WRITTEN REQUEST:
Lay out the listing from its first line through the line containing "[[[267,103],[266,78],[255,78],[255,103]]]", both ends included, as a JSON list of strings with one string per line. Leave out blank lines.

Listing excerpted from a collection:
..............................

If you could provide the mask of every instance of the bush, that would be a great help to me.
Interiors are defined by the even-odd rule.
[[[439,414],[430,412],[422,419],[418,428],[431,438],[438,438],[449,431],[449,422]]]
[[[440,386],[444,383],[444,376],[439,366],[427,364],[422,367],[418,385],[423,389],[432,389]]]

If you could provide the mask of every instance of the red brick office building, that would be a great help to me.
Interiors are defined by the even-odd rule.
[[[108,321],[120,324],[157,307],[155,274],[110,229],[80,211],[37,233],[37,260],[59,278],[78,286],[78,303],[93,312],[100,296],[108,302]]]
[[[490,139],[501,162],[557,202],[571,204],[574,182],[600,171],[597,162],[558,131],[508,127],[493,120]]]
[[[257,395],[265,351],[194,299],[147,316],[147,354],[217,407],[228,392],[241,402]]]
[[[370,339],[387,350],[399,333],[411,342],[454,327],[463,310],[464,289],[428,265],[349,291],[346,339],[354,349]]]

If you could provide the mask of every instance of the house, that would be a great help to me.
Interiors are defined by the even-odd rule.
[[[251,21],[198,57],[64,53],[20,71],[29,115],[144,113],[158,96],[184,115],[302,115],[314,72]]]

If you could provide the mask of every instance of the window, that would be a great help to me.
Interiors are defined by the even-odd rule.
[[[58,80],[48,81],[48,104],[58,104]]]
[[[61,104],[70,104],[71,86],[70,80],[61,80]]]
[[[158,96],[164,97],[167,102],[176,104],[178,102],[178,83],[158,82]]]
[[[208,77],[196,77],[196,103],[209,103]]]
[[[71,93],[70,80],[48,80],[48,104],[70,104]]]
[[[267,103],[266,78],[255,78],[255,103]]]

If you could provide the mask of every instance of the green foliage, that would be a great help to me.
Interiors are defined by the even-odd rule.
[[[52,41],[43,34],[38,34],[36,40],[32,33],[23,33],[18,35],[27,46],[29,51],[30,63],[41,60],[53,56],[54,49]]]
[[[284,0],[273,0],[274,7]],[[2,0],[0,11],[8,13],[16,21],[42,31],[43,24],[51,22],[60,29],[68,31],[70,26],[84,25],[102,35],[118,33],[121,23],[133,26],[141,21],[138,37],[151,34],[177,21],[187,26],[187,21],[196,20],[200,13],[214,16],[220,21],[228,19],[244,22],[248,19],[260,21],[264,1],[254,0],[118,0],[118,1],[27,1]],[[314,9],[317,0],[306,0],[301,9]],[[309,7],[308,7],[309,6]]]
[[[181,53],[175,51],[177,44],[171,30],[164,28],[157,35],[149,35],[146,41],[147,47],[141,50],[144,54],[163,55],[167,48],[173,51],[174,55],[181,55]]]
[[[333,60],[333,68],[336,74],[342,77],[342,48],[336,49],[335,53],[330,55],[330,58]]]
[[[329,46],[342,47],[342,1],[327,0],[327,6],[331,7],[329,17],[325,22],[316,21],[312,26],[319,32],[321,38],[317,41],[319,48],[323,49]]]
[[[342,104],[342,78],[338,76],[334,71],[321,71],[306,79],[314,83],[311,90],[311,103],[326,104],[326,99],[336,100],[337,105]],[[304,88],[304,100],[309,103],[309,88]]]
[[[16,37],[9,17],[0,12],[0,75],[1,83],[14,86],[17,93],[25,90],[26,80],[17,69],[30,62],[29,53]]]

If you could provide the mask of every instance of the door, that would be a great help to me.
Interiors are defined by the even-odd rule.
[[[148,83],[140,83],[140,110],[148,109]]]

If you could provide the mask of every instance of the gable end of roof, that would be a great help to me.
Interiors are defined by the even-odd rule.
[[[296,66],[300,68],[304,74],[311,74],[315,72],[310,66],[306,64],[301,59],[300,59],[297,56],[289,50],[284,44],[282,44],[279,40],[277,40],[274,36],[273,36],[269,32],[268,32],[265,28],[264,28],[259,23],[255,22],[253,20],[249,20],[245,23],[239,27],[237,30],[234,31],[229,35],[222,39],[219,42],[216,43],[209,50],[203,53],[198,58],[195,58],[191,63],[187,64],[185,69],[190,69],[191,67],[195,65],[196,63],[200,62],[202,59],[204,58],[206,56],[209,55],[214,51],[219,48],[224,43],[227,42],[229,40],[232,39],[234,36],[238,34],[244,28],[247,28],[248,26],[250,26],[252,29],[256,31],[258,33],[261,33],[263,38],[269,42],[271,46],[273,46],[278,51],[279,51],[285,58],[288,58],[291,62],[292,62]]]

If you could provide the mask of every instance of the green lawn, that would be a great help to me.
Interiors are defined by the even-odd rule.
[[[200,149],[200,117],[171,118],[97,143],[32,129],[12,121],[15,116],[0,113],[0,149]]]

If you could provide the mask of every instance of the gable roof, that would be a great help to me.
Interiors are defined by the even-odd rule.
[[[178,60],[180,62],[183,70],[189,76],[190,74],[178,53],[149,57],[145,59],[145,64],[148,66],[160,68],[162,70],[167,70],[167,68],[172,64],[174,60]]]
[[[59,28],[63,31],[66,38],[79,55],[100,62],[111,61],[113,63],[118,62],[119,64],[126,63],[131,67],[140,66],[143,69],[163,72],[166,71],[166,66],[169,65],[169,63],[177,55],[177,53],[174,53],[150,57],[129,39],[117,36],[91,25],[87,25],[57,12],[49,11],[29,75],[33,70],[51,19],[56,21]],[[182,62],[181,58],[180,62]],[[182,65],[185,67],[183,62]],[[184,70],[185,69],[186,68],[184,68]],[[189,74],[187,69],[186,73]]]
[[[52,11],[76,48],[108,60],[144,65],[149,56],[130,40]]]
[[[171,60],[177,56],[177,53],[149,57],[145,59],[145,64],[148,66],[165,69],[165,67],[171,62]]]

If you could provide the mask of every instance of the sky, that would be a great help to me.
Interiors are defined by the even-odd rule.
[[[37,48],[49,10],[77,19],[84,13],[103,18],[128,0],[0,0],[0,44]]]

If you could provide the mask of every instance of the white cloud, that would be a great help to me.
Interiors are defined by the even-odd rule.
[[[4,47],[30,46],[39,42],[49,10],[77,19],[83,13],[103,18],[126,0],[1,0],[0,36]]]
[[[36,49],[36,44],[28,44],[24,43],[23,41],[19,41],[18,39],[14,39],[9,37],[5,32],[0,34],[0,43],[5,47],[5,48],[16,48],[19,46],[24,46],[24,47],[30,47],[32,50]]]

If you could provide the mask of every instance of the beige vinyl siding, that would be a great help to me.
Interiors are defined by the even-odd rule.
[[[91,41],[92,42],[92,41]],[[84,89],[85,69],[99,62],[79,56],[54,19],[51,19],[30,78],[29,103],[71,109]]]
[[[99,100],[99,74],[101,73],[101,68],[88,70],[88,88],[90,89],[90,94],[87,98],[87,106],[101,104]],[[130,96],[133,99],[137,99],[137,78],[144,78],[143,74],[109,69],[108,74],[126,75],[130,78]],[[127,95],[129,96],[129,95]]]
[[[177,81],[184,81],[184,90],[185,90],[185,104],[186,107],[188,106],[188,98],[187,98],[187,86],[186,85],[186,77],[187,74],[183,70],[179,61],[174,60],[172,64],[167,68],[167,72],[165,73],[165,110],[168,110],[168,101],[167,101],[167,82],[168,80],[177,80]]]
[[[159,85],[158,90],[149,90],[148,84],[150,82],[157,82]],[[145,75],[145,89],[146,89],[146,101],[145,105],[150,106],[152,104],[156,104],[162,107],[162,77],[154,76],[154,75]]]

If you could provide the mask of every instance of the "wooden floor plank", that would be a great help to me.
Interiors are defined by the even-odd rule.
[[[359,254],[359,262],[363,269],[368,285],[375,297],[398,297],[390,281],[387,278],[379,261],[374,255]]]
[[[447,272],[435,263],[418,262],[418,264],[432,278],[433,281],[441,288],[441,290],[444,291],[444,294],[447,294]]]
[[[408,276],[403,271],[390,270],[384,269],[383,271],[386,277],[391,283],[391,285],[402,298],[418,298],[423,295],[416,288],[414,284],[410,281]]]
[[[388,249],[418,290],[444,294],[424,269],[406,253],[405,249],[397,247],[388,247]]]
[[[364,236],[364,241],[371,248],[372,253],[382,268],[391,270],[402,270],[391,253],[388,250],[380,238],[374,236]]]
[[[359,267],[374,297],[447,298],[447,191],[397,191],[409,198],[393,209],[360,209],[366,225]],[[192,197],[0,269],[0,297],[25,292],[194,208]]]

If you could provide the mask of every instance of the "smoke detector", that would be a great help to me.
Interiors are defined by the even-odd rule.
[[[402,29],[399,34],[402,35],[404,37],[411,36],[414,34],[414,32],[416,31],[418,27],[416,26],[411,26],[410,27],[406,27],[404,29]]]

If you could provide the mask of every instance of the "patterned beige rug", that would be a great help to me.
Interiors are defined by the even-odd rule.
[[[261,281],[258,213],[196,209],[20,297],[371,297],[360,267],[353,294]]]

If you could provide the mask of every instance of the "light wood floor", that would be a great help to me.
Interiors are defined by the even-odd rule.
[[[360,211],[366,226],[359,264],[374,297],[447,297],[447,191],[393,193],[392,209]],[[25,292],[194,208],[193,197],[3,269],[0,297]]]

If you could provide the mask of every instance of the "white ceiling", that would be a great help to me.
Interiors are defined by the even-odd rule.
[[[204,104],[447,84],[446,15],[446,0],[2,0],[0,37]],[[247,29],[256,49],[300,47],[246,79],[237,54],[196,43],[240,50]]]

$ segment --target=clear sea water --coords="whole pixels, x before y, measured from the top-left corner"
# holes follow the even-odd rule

..............................

CORRECT RESULT:
[
  "If you could provide the mask of every instance of the bush, that would be a great help to me.",
  "Interiors are defined by the even-odd rule.",
  "[[[439,414],[430,412],[422,419],[418,428],[431,438],[438,438],[449,431],[449,422]]]",
  "[[[440,386],[444,383],[444,376],[439,366],[427,364],[422,367],[418,385],[423,389],[432,389]]]",
  "If you could provide the mask of every instance of the red brick office building, that would be a great help to me.",
  "Interiors are defined by the even-odd rule.",
  "[[[108,321],[120,324],[157,307],[155,274],[110,229],[80,211],[37,233],[37,260],[59,278],[78,286],[78,303],[93,312],[100,296],[108,302]]]",
  "[[[490,139],[501,162],[557,202],[571,204],[574,182],[600,171],[597,162],[558,131],[508,127],[493,120]]]",
  "[[[257,395],[265,351],[194,299],[147,316],[147,354],[217,407],[228,392],[241,402]]]",
  "[[[370,339],[387,350],[399,333],[411,342],[454,327],[463,310],[464,289],[428,265],[349,291],[346,339],[354,349]]]",
  "If you could provide the mask of every instance of the house, that would be a great help to me.",
  "Interiors are defined by the even-odd rule.",
  "[[[251,21],[198,57],[64,53],[20,71],[29,115],[144,113],[158,96],[184,115],[302,115],[314,72]]]",
  "If you could provide the mask of every instance of the window, that would be a great help to me.",
  "Interiors are defined by the even-odd rule.",
  "[[[58,80],[48,81],[48,104],[58,104]]]",
  "[[[61,104],[70,104],[71,86],[70,80],[61,80]]]",
  "[[[158,96],[164,97],[167,102],[176,104],[178,102],[178,83],[158,82]]]",
  "[[[208,77],[196,77],[196,103],[209,103]]]",
  "[[[71,93],[70,80],[48,80],[48,104],[70,104]]]",
  "[[[267,103],[266,78],[255,78],[255,103]]]"
]